- _EXTRACT TO READ_
---+---

Home > Tech > Content

Incremental MySQL to Elasticsearch Data Synchronization Using Logstash

Tech 1

Continuous data synchronization from MySQL to Elasticsearch handles both single-table and multi-table (joined) datasets. Unlike a one-time import, this approach ensures that Elasticsearch reflects subsequent changes in the MySQL source. Note that each jdbc input block executes a single SQL statement; handling multiple queries or complex joins requires defining separate jdbc input blocks.

First, place the appropriate MySQL JDBC driver .jar file into the Logstash bin dircetory.

The core of the synchronization process relies on the Lgostash pipeline configuration.

input {
  jdbc {
    jdbc_connection_string => "jdbc:mysql://192.168.1.50:3306/app_db"
    jdbc_user => "db_admin"
    jdbc_password => "securePass123"
    jdbc_driver_library => "/opt/logstash/jdbc_drivers/mysql-connector-java-8.0.28.jar"
    jdbc_driver_class => "com.mysql.cj.jdbc.Driver"
    jdbc_paging_enabled => true
    jdbc_page_size => 100000

    # Prevents full table scans on every run; only processes new records
    clean_run => false

    # Use a specific column for tracking instead of the default run timestamp
    use_column_value => true
    tracking_column => "modified_at"
    tracking_column_type => "timestamp"

    # Persist the last tracked value to a file for subsequent runs
    record_last_run => true
    last_run_metadata_path => "/var/log/logstash/sync_state/customer_tracker"

---+---

- _RAW DATA_
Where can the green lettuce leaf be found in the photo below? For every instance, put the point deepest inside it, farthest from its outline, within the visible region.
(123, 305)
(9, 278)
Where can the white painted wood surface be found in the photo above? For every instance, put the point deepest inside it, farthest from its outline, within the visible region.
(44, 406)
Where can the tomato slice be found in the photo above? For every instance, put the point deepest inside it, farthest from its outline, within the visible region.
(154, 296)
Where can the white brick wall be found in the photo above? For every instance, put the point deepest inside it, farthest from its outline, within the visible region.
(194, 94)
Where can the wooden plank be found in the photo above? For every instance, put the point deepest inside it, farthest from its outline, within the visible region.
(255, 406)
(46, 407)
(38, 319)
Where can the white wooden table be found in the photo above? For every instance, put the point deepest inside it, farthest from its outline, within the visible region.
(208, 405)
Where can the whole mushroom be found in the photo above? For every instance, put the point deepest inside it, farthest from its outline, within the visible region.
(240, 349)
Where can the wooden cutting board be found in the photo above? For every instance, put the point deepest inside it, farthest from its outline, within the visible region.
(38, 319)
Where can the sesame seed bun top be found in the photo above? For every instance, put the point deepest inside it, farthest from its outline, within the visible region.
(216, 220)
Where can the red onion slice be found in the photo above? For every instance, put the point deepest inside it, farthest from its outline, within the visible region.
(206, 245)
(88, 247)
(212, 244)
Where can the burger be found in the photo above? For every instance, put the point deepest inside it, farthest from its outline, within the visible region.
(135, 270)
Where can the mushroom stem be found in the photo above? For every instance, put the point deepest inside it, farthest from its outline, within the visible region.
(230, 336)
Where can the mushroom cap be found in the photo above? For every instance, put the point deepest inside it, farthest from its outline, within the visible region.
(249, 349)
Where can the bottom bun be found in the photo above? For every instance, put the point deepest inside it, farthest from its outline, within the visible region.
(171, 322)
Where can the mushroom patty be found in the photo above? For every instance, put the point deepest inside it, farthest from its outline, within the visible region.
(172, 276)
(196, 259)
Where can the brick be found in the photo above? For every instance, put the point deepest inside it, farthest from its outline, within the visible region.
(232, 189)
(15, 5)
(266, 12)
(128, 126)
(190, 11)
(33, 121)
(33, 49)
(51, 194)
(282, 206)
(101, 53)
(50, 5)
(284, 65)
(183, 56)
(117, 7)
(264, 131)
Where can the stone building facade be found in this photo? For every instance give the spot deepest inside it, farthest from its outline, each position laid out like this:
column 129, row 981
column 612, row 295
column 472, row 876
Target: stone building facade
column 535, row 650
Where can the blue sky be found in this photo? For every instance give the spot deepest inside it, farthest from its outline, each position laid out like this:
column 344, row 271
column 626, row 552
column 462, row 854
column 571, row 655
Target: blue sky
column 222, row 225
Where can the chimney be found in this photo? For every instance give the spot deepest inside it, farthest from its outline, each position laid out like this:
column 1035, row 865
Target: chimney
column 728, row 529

---+---

- _OBJECTIVES_
(1) Answer these questions using the Logstash article:
(a) How many SQL statements does each jdbc input block execute?
(b) Which column does the configuration use for tracking?
(c) To what path is the last tracked value persisted?
(2) Which settings in the Logstash article's configuration are given the value true?
None of the entries is needed for what comes next.

- _RESPONSES TO THE EXERCISE_
(1)
(a) A single SQL statement.
(b) modified_at
(c) /var/log/logstash/sync_state/customer_tracker

(2)
jdbc_paging_enabled
use_column_value
record_last_run